> _PROBLEM_
Pull out and copy each line of the records that contains the word "cluster". Case counts.

Object point labels:
=======
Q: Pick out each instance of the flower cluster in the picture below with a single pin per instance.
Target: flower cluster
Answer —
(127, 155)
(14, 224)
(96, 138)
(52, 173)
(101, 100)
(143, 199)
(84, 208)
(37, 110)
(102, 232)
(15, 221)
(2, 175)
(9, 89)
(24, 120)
=======
> _OUTPUT OF THE EXERCISE_
Q: Pick out each instance of the flower cluster in the picture below with a single pin per instance.
Target: flower cluster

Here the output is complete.